[[ Records to use open ]]
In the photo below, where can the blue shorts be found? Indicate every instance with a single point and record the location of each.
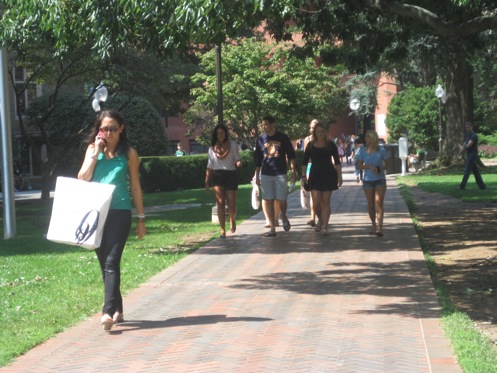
(274, 187)
(372, 184)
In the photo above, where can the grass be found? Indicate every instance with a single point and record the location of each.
(475, 353)
(47, 287)
(446, 180)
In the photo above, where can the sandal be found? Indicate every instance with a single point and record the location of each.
(286, 225)
(312, 223)
(118, 317)
(107, 322)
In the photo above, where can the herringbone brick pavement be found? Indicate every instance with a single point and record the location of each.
(299, 302)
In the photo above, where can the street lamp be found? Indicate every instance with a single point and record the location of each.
(354, 105)
(100, 95)
(440, 93)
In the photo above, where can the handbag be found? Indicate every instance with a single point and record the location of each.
(304, 202)
(256, 202)
(79, 212)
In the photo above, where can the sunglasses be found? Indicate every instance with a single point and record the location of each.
(109, 129)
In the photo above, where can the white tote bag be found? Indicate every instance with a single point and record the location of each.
(79, 212)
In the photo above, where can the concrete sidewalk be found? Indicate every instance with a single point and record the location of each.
(298, 302)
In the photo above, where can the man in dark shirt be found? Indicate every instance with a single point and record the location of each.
(273, 151)
(471, 147)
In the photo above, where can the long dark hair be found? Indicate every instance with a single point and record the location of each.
(123, 144)
(214, 134)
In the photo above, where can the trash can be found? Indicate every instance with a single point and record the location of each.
(395, 164)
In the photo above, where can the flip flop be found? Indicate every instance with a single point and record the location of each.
(107, 322)
(118, 317)
(312, 223)
(286, 225)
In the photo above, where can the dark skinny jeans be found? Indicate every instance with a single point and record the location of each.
(116, 232)
(471, 166)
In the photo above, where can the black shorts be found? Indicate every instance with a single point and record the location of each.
(224, 178)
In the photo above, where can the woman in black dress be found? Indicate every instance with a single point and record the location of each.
(325, 177)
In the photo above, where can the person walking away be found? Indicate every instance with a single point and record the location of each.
(374, 161)
(325, 177)
(273, 152)
(358, 147)
(348, 152)
(312, 220)
(223, 160)
(470, 145)
(179, 152)
(110, 159)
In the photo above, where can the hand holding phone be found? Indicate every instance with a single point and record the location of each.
(101, 135)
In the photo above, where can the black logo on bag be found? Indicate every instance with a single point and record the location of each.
(87, 227)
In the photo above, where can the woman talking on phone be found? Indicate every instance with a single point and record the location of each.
(110, 159)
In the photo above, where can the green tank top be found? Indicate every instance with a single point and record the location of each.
(114, 171)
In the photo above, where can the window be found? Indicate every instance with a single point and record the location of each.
(197, 148)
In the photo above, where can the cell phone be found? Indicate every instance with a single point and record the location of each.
(101, 134)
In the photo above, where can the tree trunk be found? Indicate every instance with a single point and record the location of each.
(459, 107)
(46, 181)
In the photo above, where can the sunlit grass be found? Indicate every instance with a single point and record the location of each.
(46, 287)
(474, 351)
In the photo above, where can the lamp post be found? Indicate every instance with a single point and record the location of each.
(440, 93)
(354, 105)
(100, 95)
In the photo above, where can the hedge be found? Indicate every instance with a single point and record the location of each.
(167, 173)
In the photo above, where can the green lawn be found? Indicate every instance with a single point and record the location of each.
(46, 287)
(474, 351)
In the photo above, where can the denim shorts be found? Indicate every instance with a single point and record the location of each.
(372, 184)
(274, 187)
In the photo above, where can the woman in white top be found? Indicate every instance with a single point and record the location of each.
(224, 158)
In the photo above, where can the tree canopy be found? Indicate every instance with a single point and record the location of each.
(366, 35)
(414, 113)
(263, 79)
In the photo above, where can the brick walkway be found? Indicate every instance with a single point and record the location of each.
(298, 302)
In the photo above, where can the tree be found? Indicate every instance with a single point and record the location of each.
(414, 113)
(376, 33)
(143, 123)
(263, 79)
(366, 34)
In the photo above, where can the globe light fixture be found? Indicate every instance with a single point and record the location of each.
(442, 97)
(100, 95)
(354, 105)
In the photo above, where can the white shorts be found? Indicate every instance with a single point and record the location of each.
(274, 187)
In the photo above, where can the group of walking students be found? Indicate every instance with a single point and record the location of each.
(110, 159)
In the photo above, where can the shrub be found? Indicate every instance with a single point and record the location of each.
(161, 174)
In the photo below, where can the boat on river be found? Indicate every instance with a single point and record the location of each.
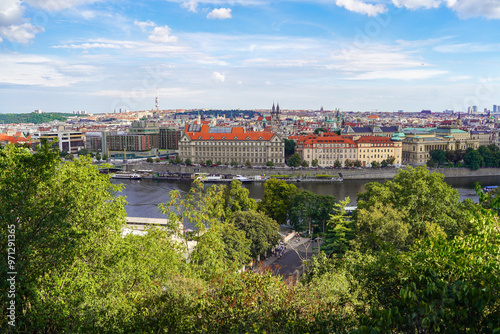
(127, 176)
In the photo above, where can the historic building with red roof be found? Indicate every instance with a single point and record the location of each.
(327, 148)
(227, 145)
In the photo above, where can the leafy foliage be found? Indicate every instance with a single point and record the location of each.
(310, 211)
(261, 230)
(33, 118)
(277, 199)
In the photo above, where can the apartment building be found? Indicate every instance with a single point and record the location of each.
(378, 148)
(66, 141)
(418, 143)
(200, 142)
(329, 147)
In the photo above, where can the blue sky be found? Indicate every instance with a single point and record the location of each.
(377, 55)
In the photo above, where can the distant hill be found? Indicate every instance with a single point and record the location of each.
(33, 118)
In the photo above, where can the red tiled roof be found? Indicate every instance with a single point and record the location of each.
(237, 133)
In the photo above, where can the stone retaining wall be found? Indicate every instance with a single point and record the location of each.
(352, 174)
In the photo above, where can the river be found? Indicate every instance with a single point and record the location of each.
(143, 196)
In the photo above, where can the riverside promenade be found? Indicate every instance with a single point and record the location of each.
(300, 172)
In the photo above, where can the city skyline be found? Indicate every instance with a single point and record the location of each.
(384, 55)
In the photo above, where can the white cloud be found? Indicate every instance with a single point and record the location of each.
(471, 8)
(220, 13)
(86, 46)
(162, 35)
(464, 8)
(361, 7)
(398, 75)
(417, 4)
(11, 12)
(191, 6)
(218, 77)
(22, 33)
(56, 5)
(144, 25)
(37, 70)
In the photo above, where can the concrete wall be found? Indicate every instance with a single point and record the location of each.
(353, 174)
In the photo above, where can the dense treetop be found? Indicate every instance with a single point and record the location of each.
(412, 258)
(33, 118)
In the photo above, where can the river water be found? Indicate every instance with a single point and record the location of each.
(143, 196)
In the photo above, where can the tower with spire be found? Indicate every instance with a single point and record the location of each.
(275, 116)
(157, 100)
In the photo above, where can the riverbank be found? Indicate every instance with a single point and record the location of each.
(300, 173)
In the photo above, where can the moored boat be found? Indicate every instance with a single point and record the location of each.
(127, 176)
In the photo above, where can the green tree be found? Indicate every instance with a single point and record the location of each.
(294, 160)
(237, 246)
(309, 210)
(260, 229)
(339, 232)
(289, 147)
(277, 199)
(428, 203)
(236, 198)
(66, 220)
(391, 160)
(318, 130)
(380, 225)
(439, 156)
(489, 156)
(441, 285)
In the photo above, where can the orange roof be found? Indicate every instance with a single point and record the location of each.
(237, 133)
(374, 139)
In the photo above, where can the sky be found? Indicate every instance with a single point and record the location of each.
(355, 55)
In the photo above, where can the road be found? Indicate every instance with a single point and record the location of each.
(295, 253)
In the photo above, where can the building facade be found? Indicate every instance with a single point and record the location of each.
(329, 147)
(227, 145)
(67, 141)
(169, 138)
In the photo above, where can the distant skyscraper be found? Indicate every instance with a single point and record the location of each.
(157, 100)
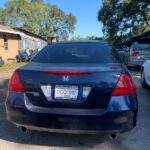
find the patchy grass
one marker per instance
(9, 67)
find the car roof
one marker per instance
(81, 41)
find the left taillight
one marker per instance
(125, 86)
(15, 84)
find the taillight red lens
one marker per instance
(135, 54)
(15, 84)
(125, 86)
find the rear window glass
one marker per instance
(77, 53)
(140, 47)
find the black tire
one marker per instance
(143, 81)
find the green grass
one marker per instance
(9, 67)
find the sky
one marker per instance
(86, 12)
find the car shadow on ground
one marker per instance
(11, 133)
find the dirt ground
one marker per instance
(11, 138)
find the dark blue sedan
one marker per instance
(73, 87)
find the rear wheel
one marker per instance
(143, 81)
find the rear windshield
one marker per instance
(77, 53)
(140, 47)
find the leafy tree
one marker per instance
(77, 38)
(38, 17)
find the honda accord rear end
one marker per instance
(73, 87)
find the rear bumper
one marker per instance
(111, 120)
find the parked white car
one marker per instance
(145, 75)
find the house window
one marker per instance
(5, 42)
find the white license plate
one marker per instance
(66, 92)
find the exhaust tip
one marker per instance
(113, 136)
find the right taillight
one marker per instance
(125, 86)
(15, 84)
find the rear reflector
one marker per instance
(125, 86)
(57, 72)
(15, 84)
(135, 54)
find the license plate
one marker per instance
(66, 92)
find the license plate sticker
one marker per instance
(66, 92)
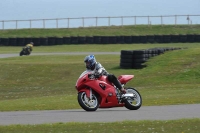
[[ Records to use closed ]]
Work to complete —
Take only the line containing "find the parked white car" and every line after it to the end of the entries, and copy them exactly, pictures excluded.

Answer box —
find the parked white car
one marker per instance
(145, 75)
find the house window
one marker per instance
(5, 42)
find the white license plate
one marker per instance
(66, 92)
find the exhaust tip
one marker per instance
(113, 136)
find the right taillight
one marker per instance
(125, 86)
(15, 84)
find the rear reflector
one marker per instance
(125, 86)
(57, 72)
(15, 84)
(135, 54)
find the license plate
one marker per instance
(66, 92)
find the license plate sticker
one marker per instance
(66, 92)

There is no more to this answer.